Arrange every line of the data below as a numbered list, leaving out blank lines. Do not include any images in the response.

────────────────

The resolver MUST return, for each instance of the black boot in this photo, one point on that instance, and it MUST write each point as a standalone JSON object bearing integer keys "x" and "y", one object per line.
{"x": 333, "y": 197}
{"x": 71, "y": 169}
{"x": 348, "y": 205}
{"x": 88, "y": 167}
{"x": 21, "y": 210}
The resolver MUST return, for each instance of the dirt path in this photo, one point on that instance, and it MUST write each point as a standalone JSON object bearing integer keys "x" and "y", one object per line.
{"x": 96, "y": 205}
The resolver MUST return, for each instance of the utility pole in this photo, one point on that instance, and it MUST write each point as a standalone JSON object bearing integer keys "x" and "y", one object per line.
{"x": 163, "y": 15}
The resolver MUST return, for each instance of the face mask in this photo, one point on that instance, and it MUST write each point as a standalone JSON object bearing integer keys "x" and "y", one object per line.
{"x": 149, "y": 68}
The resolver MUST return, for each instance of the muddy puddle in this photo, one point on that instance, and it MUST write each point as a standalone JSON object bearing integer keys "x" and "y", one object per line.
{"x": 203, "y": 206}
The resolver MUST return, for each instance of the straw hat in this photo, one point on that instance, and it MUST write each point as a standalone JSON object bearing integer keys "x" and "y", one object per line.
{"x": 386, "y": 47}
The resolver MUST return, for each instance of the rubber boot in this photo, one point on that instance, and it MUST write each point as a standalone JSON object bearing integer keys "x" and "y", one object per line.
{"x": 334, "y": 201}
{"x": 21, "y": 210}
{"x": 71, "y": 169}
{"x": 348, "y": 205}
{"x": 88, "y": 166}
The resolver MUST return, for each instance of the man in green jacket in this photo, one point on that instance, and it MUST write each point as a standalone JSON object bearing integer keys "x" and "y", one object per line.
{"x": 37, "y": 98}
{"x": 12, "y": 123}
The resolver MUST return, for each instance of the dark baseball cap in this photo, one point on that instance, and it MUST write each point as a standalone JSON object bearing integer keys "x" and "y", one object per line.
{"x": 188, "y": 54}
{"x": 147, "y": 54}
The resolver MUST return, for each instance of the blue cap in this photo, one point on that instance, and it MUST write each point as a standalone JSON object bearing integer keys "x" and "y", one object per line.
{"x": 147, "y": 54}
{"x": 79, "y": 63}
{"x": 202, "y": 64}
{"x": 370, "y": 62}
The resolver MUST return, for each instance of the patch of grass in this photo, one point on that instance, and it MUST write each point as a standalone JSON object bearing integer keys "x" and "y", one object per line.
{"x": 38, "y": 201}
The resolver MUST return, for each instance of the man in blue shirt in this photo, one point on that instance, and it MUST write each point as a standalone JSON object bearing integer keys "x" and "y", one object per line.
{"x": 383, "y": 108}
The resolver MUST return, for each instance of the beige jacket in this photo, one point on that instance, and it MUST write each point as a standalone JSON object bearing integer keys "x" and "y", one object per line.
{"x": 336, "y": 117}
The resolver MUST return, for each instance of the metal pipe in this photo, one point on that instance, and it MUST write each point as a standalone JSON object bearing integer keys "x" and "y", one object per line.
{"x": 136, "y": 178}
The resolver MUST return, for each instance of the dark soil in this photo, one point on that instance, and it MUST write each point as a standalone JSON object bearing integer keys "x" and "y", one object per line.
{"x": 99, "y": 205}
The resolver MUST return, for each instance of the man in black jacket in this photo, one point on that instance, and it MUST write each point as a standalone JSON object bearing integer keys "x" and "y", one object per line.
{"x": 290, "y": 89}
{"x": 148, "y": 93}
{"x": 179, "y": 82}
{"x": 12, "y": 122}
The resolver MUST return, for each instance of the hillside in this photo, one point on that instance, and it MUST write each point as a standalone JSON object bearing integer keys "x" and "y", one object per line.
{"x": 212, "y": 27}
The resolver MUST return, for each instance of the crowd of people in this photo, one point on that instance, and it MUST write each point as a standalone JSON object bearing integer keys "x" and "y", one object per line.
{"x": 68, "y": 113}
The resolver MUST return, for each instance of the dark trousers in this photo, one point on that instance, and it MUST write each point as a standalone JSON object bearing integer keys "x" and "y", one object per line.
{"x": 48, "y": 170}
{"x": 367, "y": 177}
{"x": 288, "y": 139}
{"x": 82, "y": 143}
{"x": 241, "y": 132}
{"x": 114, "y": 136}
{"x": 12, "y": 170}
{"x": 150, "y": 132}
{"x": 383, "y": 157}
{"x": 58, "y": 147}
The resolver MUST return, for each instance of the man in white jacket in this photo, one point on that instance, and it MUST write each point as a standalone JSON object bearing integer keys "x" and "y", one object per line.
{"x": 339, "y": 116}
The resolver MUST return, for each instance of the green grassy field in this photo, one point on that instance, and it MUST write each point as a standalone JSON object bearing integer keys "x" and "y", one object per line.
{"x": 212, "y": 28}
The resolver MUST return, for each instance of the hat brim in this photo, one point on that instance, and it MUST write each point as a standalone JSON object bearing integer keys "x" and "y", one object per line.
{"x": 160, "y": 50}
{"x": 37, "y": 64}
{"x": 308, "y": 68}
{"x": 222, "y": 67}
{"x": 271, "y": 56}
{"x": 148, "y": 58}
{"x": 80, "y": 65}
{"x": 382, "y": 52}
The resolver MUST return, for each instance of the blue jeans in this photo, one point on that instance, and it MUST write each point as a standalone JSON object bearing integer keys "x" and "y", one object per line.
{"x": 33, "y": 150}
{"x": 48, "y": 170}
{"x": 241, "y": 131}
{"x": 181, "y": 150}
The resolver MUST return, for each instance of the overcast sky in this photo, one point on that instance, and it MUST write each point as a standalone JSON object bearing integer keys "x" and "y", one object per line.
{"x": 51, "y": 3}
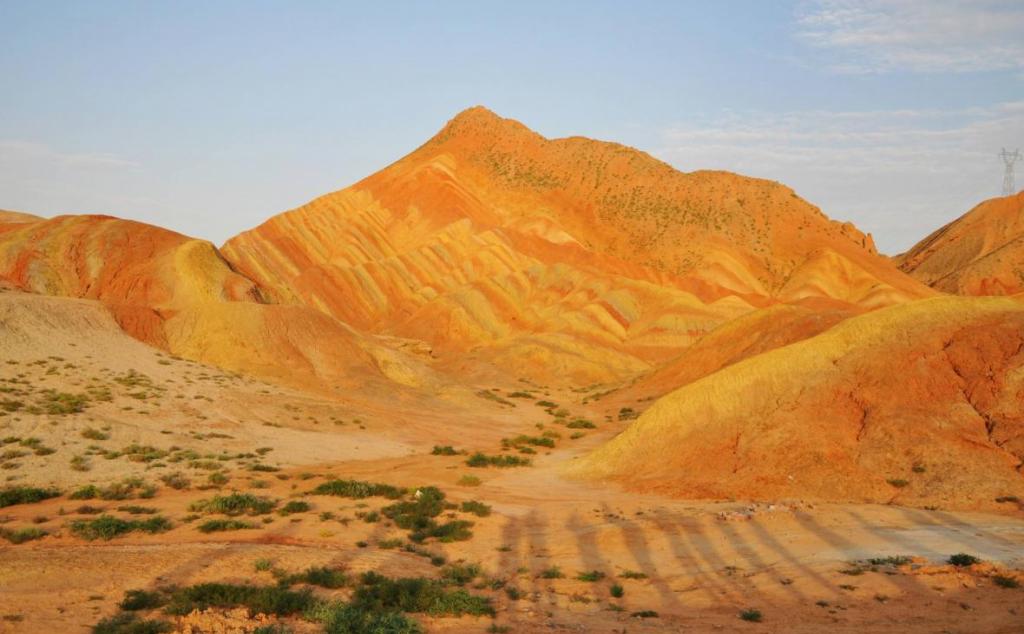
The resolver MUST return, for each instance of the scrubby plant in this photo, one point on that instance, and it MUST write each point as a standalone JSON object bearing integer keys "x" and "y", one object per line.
{"x": 552, "y": 572}
{"x": 357, "y": 490}
{"x": 26, "y": 495}
{"x": 632, "y": 575}
{"x": 235, "y": 504}
{"x": 221, "y": 525}
{"x": 127, "y": 623}
{"x": 481, "y": 460}
{"x": 1004, "y": 581}
{"x": 752, "y": 615}
{"x": 109, "y": 526}
{"x": 477, "y": 508}
{"x": 20, "y": 536}
{"x": 380, "y": 593}
{"x": 275, "y": 600}
{"x": 135, "y": 600}
{"x": 963, "y": 559}
{"x": 295, "y": 506}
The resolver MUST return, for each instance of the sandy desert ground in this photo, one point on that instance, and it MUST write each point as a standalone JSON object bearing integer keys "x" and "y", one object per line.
{"x": 804, "y": 565}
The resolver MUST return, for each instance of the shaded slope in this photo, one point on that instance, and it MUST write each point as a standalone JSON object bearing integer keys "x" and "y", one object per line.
{"x": 918, "y": 404}
{"x": 178, "y": 294}
{"x": 980, "y": 253}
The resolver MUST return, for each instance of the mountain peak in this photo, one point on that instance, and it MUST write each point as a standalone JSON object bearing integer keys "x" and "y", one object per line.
{"x": 479, "y": 121}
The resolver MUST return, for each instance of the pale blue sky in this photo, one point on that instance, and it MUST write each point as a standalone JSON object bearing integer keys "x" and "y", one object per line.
{"x": 209, "y": 117}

────────────────

### RESPONSE TO THE TASK
1. The resolver MUST return, for each instance of the black boot in this photo, one point on that instance, and it MUST write each point as a standalone JSON object bearing integer keys "x" and "y", one object per line.
2. {"x": 333, "y": 197}
3. {"x": 71, "y": 169}
4. {"x": 348, "y": 205}
5. {"x": 88, "y": 167}
6. {"x": 21, "y": 210}
7. The resolver MUST return, for each instance of the dirt path in this photo, one point on that instance, and it MUST write each point as a standalone JSON object bearing integer keys "x" and "y", one object per line.
8. {"x": 96, "y": 205}
9. The resolver MUST return, for each instance of the utility pole in this photo, one point on that instance, and it MUST write each point as a standalone JSON object bearing integer keys "x" and "y", one object per line.
10. {"x": 163, "y": 15}
11. The resolver MUST return, for each instance of the face mask in this photo, one point on that instance, and it MUST write each point as a standalone JSON object bearing integer keys "x" and "y", one object per line.
12. {"x": 149, "y": 68}
13. The resolver MUST return, for each instance of the muddy puddle in this photo, one point on that instance, and it MUST write each point as a standalone JSON object bearing integer keys "x" and "y", one object per line.
14. {"x": 203, "y": 206}
15. The resolver MUST return, for each instance of the straw hat in this photo, one point on that instance, and it MUST write each point as a standalone JSON object bearing integer keys "x" and "y", one object per line.
16. {"x": 386, "y": 47}
17. The resolver MUST return, for each instance of the rubber boot in this photo, one point on that instance, and it MUST write each point as a standalone JSON object bearing integer keys "x" and "y", one object per line.
18. {"x": 334, "y": 201}
19. {"x": 21, "y": 210}
20. {"x": 71, "y": 169}
21. {"x": 348, "y": 205}
22. {"x": 88, "y": 166}
23. The resolver MUST return, for each instance of the man in green jacket in this photo, one point on that instance, and it MUST write each point as a standalone JSON object bearing integer keys "x" and "y", one object per line.
24. {"x": 37, "y": 98}
25. {"x": 12, "y": 123}
26. The resolver MUST return, for each instance of the dark baseball cap in this photo, one point on that instance, and it MUST write each point as a standalone JSON object bearing integer keys "x" and "y", one object per line.
27. {"x": 188, "y": 54}
28. {"x": 147, "y": 54}
29. The resolver MUST return, for each instance of the blue cap in this photo, one point on that instance, and it MUST write each point as a standalone JSON object bearing integer keys "x" and "y", one object per line.
30. {"x": 147, "y": 54}
31. {"x": 79, "y": 63}
32. {"x": 202, "y": 64}
33. {"x": 370, "y": 62}
34. The resolver MUST return, for each instance of the patch of grass in this photo, one point on that instance, and it MUST write each point as a standalone JSON object bearing integer keys "x" and "y", one object per line.
35. {"x": 38, "y": 201}
36. The resolver MUST return, for each instance of the man in blue shirt in this photo, one point on that instance, and it MUST write each point as a standalone JSON object bearing integer keys "x" and "y", one object per line.
37. {"x": 383, "y": 108}
38. The resolver MUST return, for each instance of the beige jacket in this photo, one point on that instance, and it MUST write each point as a standalone JSON object bearing integer keys "x" and "y", one object per line.
39. {"x": 336, "y": 117}
40. The resolver MUST return, for each instance of the metal pipe in this photo, one point on that instance, and it MUST write each point as a standalone JSON object bearing integer keys "x" and "y", one object per line.
41. {"x": 136, "y": 178}
42. The resolver MUST return, for each instance of the dark soil in this photo, one point on that instance, and it MUST write each point as a standalone JSON object bearing integer keys "x" and "y", one object per line.
43. {"x": 99, "y": 205}
44. The resolver MUST return, for each instance of the man in black jacket in this photo, one point on that instance, and it MUST write each point as a standalone JSON object bearing integer keys "x" and "y", one object per line.
45. {"x": 290, "y": 89}
46. {"x": 148, "y": 93}
47. {"x": 179, "y": 82}
48. {"x": 12, "y": 122}
49. The resolver MUST return, for each instance of the hillside in this photo, one point on that instance, and it MUST write each point as a standalone JSON object bearing integer keys "x" and "y", one object per line.
50. {"x": 212, "y": 27}
51. The resolver MUST return, for each instance of the crowd of people in this photo, one point on that instance, and it MUST write each point as a standalone JSON object bearing integer keys "x" and "y", one object per line.
52. {"x": 68, "y": 113}
53. The resolver MUST return, for each instance of the dark trousers in this photo, one point on that instance, and it MUST write each point as a standalone JSON object bearing integer keys "x" and "y", one object per line.
54. {"x": 48, "y": 170}
55. {"x": 367, "y": 177}
56. {"x": 288, "y": 139}
57. {"x": 82, "y": 143}
58. {"x": 241, "y": 132}
59. {"x": 114, "y": 136}
60. {"x": 12, "y": 170}
61. {"x": 150, "y": 132}
62. {"x": 383, "y": 157}
63. {"x": 58, "y": 147}
64. The resolver MUST return, for each instance of the man in white jacket in this photo, one point on that instance, and it MUST write each point as a standalone JSON object bearing integer keys "x" and "y", one object per line.
65. {"x": 339, "y": 116}
66. The resolver MUST return, for each instance of the green grassy field in this photo, one point on that instance, and it MUST write each point as a standalone JSON object bearing integer keys "x" and "y", one object per line.
67. {"x": 212, "y": 28}
68. The resolver MUST return, for each instance of the hat brim in this photo, one point on that instance, and it MUST write each point as a standalone JSON object bearing integer keys "x" and "y", one object per line.
69. {"x": 160, "y": 50}
70. {"x": 37, "y": 64}
71. {"x": 308, "y": 68}
72. {"x": 222, "y": 67}
73. {"x": 271, "y": 56}
74. {"x": 148, "y": 58}
75. {"x": 80, "y": 65}
76. {"x": 382, "y": 52}
77. The resolver MUST return, for each instance of the blue jeans in this photo, one point on that instance, and it MUST write each point as a standalone JSON object bearing integer keys "x" and "y", one object per line.
78. {"x": 33, "y": 150}
79. {"x": 48, "y": 170}
80. {"x": 241, "y": 131}
81. {"x": 181, "y": 150}
82. The resolver MUST return, for each instance of the overcast sky in this photo, one point on that instance, and it MUST write each point as a standalone JSON object bearing integer keys "x" and "y", one object per line.
83. {"x": 51, "y": 3}
84. The resolver MUST return, for each instance of the scrubby plant in this photo, one point on that instance, and it MUST write each point as a standalone JSON object bearing integer keys "x" and "y", one object per line.
85. {"x": 552, "y": 572}
86. {"x": 357, "y": 490}
87. {"x": 26, "y": 495}
88. {"x": 632, "y": 575}
89. {"x": 235, "y": 504}
90. {"x": 221, "y": 525}
91. {"x": 127, "y": 623}
92. {"x": 481, "y": 460}
93. {"x": 1004, "y": 581}
94. {"x": 752, "y": 615}
95. {"x": 109, "y": 526}
96. {"x": 477, "y": 508}
97. {"x": 20, "y": 536}
98. {"x": 380, "y": 593}
99. {"x": 275, "y": 600}
100. {"x": 135, "y": 600}
101. {"x": 963, "y": 559}
102. {"x": 295, "y": 506}
103. The resolver MUST return, for each instance of the sandy desert ground in this photo, one point on that instance, and it MUST write each point as a standalone JSON object bearing integer keys "x" and "y", one object per line.
104. {"x": 804, "y": 565}
105. The resolver MUST return, for each instance of the shaded slope in this photo, one point on that instance, and it MUST write each point as a standalone JSON object bearing integer keys "x" and "y", one object per line.
106. {"x": 918, "y": 404}
107. {"x": 178, "y": 294}
108. {"x": 980, "y": 253}
109. The resolver MUST return, for each instance of the mountain peak in this photo, one point on that instance, and it MUST write each point as a standalone JSON object bearing integer keys "x" and "y", one object per line.
110. {"x": 479, "y": 121}
111. The resolver MUST return, for each instance of the pale blue sky in this photo, one point on that instance, and it MUST write each point as a standalone JSON object bearing integer keys "x" and "y", one object per line.
112. {"x": 209, "y": 117}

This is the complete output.